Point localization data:
+++

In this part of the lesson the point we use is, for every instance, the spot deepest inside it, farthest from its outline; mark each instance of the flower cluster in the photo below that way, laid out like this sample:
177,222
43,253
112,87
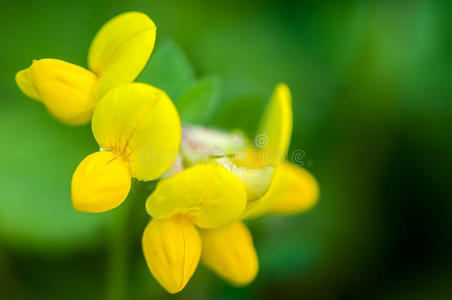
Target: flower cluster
209,181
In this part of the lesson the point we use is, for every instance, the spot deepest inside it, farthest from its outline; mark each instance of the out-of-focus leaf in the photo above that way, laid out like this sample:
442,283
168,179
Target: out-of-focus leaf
39,156
169,70
198,103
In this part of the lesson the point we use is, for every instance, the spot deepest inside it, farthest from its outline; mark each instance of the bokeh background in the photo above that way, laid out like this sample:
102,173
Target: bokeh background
372,98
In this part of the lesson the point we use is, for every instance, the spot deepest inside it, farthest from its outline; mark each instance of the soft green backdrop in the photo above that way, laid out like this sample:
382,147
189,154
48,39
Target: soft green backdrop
372,98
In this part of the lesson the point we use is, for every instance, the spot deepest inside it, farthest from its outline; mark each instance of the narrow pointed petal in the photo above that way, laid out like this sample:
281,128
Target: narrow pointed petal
66,90
301,192
293,190
229,252
256,180
25,84
275,128
100,183
172,249
140,123
209,195
121,49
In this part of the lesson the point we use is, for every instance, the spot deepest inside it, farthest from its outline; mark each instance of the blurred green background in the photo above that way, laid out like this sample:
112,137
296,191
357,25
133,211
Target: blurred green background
372,87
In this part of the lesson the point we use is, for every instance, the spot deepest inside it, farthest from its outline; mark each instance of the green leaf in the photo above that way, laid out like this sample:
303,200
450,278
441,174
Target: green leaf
169,70
38,156
199,102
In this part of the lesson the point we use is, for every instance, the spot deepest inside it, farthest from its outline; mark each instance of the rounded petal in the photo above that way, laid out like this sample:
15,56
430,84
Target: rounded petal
139,122
100,183
121,49
301,194
293,190
25,84
209,195
172,248
66,90
275,128
229,251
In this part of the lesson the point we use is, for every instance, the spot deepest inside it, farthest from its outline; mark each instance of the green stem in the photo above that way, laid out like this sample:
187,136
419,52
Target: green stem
117,276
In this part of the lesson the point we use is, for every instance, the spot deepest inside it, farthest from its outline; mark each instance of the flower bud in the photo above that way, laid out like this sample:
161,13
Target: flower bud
100,183
172,248
229,251
67,90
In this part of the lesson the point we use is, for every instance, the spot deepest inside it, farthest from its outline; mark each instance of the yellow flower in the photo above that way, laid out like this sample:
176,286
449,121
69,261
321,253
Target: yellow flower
117,55
172,248
229,251
206,195
218,189
127,124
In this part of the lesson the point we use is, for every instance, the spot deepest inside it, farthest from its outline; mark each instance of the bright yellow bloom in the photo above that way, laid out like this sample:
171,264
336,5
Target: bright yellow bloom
117,55
172,248
206,195
229,251
127,126
209,195
224,185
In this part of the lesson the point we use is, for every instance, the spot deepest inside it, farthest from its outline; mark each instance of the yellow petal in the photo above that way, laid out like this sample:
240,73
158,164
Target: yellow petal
229,251
209,195
256,180
301,192
121,49
101,182
66,90
172,248
275,128
293,190
139,122
25,84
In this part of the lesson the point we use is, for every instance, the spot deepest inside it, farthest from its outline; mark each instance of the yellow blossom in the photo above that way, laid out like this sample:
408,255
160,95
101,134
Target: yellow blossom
127,126
221,186
229,251
172,248
117,55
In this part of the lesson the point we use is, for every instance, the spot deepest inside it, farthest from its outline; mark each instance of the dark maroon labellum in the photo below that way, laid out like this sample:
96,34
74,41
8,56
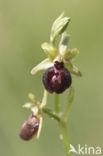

+++

• _WHAT THIS TASK INVOLVES_: From the records above, copy each line in which the string "below" occurs.

• _TASK OUTPUT_:
In this part of the lesson the point we use is, for every instance, the spot deepest inside it, farthest from its outline; mark each instance of the flower cluster in the photo below that way, laid out like this sample:
In this part of the lesson the point we use is, for every instance, the spot deepest inside it, farthest from its outline; mark each instance of the dark maroon labellum in the photo below that way, laid out like this sample:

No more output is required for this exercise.